## Aim of the exercise
Copy every entry word for word. Skip the pictures.

Begin

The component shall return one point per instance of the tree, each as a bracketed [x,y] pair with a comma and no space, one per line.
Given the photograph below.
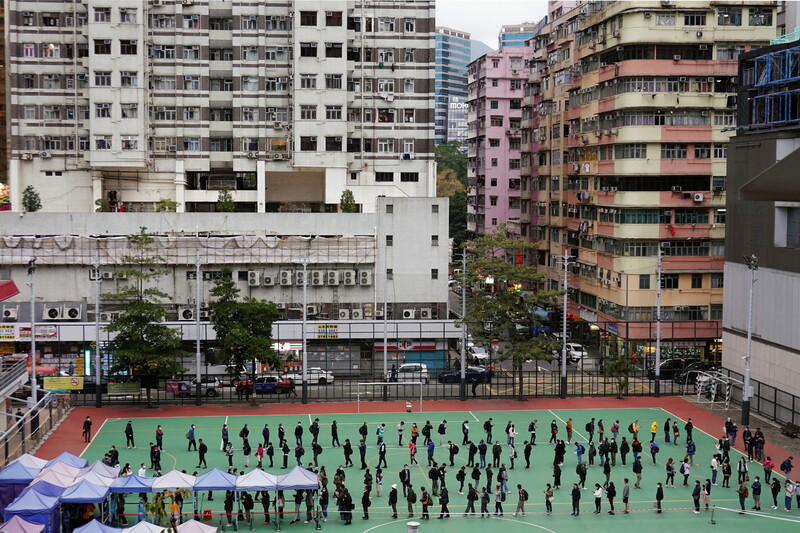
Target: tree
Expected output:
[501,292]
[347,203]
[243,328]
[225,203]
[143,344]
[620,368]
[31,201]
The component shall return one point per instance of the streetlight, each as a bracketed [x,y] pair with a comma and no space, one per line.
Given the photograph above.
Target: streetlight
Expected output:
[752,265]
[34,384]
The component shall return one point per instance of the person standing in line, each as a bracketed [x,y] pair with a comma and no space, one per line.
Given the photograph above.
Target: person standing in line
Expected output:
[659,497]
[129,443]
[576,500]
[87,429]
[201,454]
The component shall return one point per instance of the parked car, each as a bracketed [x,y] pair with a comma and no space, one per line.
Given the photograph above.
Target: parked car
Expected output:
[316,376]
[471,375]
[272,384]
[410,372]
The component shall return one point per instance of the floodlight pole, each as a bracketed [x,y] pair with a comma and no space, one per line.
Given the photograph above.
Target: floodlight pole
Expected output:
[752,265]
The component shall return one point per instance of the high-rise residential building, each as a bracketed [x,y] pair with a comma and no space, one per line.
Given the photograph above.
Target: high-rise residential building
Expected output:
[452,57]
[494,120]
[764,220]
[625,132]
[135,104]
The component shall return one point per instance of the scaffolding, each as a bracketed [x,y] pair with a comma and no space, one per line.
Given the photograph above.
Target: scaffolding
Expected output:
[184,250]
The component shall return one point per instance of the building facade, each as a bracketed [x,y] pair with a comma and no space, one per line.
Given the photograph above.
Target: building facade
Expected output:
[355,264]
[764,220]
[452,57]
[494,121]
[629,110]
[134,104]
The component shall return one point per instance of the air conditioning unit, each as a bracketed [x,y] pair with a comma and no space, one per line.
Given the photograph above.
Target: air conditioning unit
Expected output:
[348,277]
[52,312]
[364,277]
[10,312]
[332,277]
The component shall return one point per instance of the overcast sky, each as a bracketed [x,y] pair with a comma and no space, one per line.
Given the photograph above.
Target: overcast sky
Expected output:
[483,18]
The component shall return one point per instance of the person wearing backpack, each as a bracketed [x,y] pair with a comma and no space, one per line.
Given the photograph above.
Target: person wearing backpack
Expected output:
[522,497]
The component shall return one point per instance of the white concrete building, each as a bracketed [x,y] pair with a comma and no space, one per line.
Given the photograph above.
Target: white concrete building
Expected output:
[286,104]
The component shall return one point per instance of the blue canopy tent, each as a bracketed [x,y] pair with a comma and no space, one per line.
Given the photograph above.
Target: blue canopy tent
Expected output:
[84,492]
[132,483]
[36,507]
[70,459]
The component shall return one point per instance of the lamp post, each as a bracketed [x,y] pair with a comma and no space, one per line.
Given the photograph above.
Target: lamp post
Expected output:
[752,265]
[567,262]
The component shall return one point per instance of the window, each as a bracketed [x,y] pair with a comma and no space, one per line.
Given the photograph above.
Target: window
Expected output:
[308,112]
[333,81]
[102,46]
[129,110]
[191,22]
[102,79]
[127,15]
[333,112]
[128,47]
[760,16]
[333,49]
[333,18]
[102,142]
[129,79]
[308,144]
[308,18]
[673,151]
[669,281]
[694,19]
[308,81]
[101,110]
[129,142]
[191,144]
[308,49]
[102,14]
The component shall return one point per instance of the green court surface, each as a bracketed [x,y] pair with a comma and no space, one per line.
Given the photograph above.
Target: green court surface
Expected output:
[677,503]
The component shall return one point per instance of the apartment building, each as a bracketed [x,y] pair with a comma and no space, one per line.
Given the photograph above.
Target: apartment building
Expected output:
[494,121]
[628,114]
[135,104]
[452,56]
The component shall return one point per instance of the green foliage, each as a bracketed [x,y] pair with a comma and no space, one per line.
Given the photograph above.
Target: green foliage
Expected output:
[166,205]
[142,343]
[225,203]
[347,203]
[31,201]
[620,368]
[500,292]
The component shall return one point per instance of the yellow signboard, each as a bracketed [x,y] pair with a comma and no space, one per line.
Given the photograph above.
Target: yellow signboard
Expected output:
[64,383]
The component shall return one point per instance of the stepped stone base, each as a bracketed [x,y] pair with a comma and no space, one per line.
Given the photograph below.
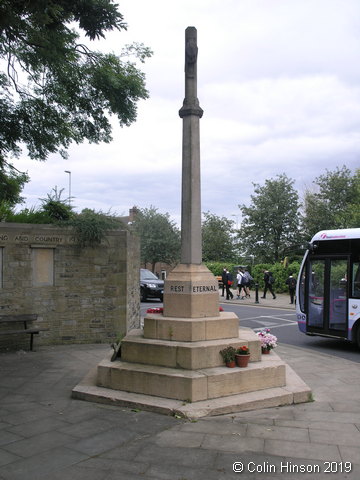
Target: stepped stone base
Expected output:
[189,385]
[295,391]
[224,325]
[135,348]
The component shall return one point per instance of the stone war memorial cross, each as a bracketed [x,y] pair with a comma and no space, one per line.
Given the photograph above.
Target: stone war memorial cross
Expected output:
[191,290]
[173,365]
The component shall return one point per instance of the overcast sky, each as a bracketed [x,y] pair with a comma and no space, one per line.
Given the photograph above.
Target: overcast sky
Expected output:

End

## Written response
The component shall return one point per instance of the tree, each as a bracketed [x,y] pair with a comma and no space, one per line.
Given the photograph below.
Target: tree
Expected output:
[501,292]
[347,203]
[243,328]
[225,203]
[143,344]
[620,368]
[31,201]
The component shall return one point per instance of the streetlight, each as a bracketed [x,y] pair with a comma and no space, one per line.
Given the photograph above.
Target: streetlight
Expected output:
[752,265]
[34,384]
The component shall return one point per instance of the person standing in line, each as a bracketed [x,y] pair with a comma and no space, one per line.
Given the photograph above.
Target: person standing in line
Expected output:
[659,497]
[129,443]
[576,500]
[87,429]
[201,454]
The component shall return one point per instance of the parked car, each as a bracketed [x,y] pair with a comma and no space, one per line.
Given the photograph above.
Target: parked car
Expected output:
[316,376]
[471,375]
[272,384]
[410,372]
The component shall return one point per instance of the floodlight pole, each as a bracketed [x,y] pair with a comma and no space, one per line.
Given the photograph above.
Target: floodlight pole
Expected output:
[752,265]
The component shall return one point per instance of the high-rise residential building, each as a bracketed [x,y] pair with a comma and no space, one per line.
Given the photograph above.
Target: high-rise residential building
Expected output:
[452,57]
[494,120]
[764,220]
[625,132]
[135,104]
The component shall return one point per instance of the scaffolding, each as a bracketed [x,y] pair with a comma and no space, one per line.
Given the photograph above.
Target: scaffolding
Expected output:
[184,250]
The component shall return one point per instance of the building facade, each as a bracketed [x,y] pair with a comma and no space, one per line.
Given the photograph above.
Target: building facade
Expected output:
[355,264]
[764,220]
[452,57]
[494,121]
[629,110]
[134,104]
The component shall return one point per instance of the air conditioning unit, each as a bracketed [x,y] pair with a comma and no space, one per line.
Given the photograph above.
Target: air conditioning unit
Expected output:
[348,277]
[52,312]
[364,277]
[10,312]
[332,277]
The component shall return one point per instance of the overcast sky, each as a bracketed [x,y] pair with a comma and no space, one per line.
Given the photograph above.
Target: overcast sky
Expected output:
[483,18]
The component shall return one point per instance of the person wearing backpack, each as a bracketed [x,y] pair with a comma and no space, one per line.
Given the photograph above.
Target: person wearing backpack
Expected output:
[522,497]
The component shall return one point per instance of the white concrete building, each as a bracketed [x,y] pair with a comma and no space, one per line.
Given the photograph above.
Target: white concrete building
Expected output:
[286,104]
The component shall return one point per instance of the blue canopy tent, each as a bracketed [x,y] pair with a comma and no space, one per line.
Given the photograph above.
Target: blue canopy tent
Expected output:
[84,492]
[132,483]
[36,507]
[70,459]
The component shall return one point per instance of the lamp post, each as a bracketed [x,y] pair with a comma and no space, one per line.
Given the photograph above.
Target: lamp post
Expected output:
[752,265]
[567,262]
The component shall return one point per instance of the window, each as a bracketed [x,y] pair with a comma and no space, one per line.
Given the photograph above.
Target: window
Expected output:
[308,112]
[333,81]
[102,46]
[129,110]
[191,22]
[102,79]
[127,15]
[333,112]
[128,47]
[760,16]
[333,49]
[333,18]
[102,142]
[129,79]
[308,144]
[308,18]
[673,151]
[669,281]
[694,19]
[308,81]
[101,110]
[129,142]
[191,144]
[308,49]
[102,14]
The component shall return one point per instance of the green court surface, each as a bracketed [x,y] pair with a comma and no space, one per line.
Given the photograph above.
Target: green court surface
Expected output:
[677,503]
The component shall return one point per instance of the apartment building, each as a bracketed [x,y] pair with a comma and no space, one per line.
Given the photograph above.
Target: apartment building
Expected output:
[494,121]
[628,114]
[135,104]
[452,56]
The component shall return one point per instance of the green foliage, each as a bracketed [x,y] pair with a comma and no space, one per line.
Given the photograph above.
Target: green foliage
Expected output:
[166,205]
[142,343]
[225,203]
[347,203]
[31,201]
[620,368]
[500,292]
The component shall return one point per instance of the yellow signboard, each as a bracketed [x,y] pair with a comma and no space, one per line.
Given the photograph above.
Target: yellow signboard
Expected output:
[64,383]
The component shall return one point per instance of the stepped stone base, each as a bracketed [x,y] pair with a comma and no space, one per line.
Given the photograph below.
Target: stepped stone base
Expected output:
[189,385]
[295,391]
[224,325]
[135,348]
The component shall return one point per instance of the stone war memorial cross, each as a bracketed [x,y] pair with a comma and no space, one per line.
Given the photograph above.
Target: stone war memorial cross
Expected output:
[191,290]
[173,365]
The component shall return one point per instance of the overcast sky, each as a bracketed [x,y] pair with a comma and no space, one per line.
Given the photograph above.
Target: overcast sky
Expected output:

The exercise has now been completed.